▶ Goal
In the news excerpt about harassment claims at Fox News, write out the passage word for word, beginning at "The harassment stopped" and stopping after "said in her lawsuit.".

She claims that the portly Fox News founder and media powerhouse began to harass her in the summer of 2005, a few months after she was hired as a legal correspondent in Fox’s Washington bureau.

Her managing editor told her she had captured Ailes’ attention, and he summoned her to the first of a series of meetings in his Manhattan office.

“Roger began pushing the limits,” Kelly alleges. “There was a pattern to his behavior. I would be called into Roger’s office, he would shut the door, and over the next hour or two, he would engage in a kind of cat-and-mouse game with me — veering between obviously inappropriate sexually charged comments (e.g. about the ‘very sexy bras’ I must have and how he’d like to see me in them) and legitimate professional advice.”

Kelly says she rejected every advance. Ailes “crossed a new line” in 2006, when he allegedly grabbed her and tried to kiss her on the lips.

“He asked me an ominous question, ‘When is your contract up?’ And then, for the third time, he tried to kiss me.”

The harassment stopped shortly after Kelly reported him to a supervisor. But she decided to disclose her experiences to investigators looking into allegations by Carlson and other female Fox News employees. Andrea Tantaros also filed a lawsuit, alleging network executives helped enable Ailes’ worst behavior.

“Fox News masquerades as a defender of traditional family values, but behind the scenes, it operates like a sex-fueled, Playboy Mansion-like cult, steeped in intimidation, indecency, and misogyny,” Tantaros said in her lawsuit.

Like Carlson, Kelly feared there would be professional fall-out from speaking up against Ailes. “Crossing him was a major risk,” she writes in the book, according to Radar. “But what if—God forbid—he was still doing it to someone?”

A representative for Ailes, contacted by RadarOnline, said that he denies Kelly’s “allegations of sexual harassment or misconduct of any kind.” The representative pointed to a 2015 video in which Kelly praised Ailes, describing him as being “nothing but good to me.”

Kelly is currently in negotiations over whether to stay at Fox News. The network has reportedly offered her a compensation package worth over $20 million a year to stay, Vanity Fair reported. Fox News CEO Rupert Murdoch has said he hoped they would come to an agreement “very soon.”

▶ Information shown
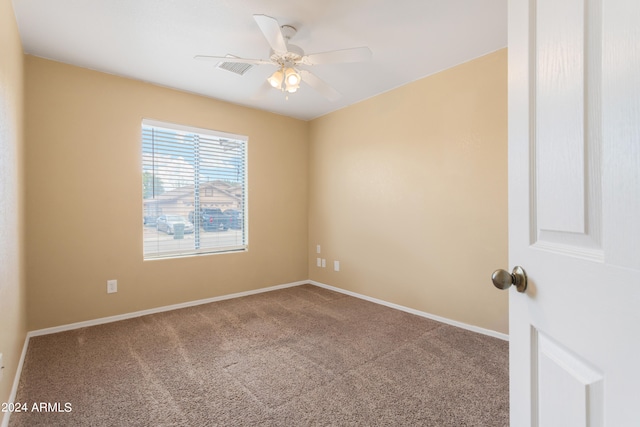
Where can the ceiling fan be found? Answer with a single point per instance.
(289, 59)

▶ Output for this exercise
The harassment stopped shortly after Kelly reported him to a supervisor. But she decided to disclose her experiences to investigators looking into allegations by Carlson and other female Fox News employees. Andrea Tantaros also filed a lawsuit, alleging network executives helped enable Ailes’ worst behavior.

“Fox News masquerades as a defender of traditional family values, but behind the scenes, it operates like a sex-fueled, Playboy Mansion-like cult, steeped in intimidation, indecency, and misogyny,” Tantaros said in her lawsuit.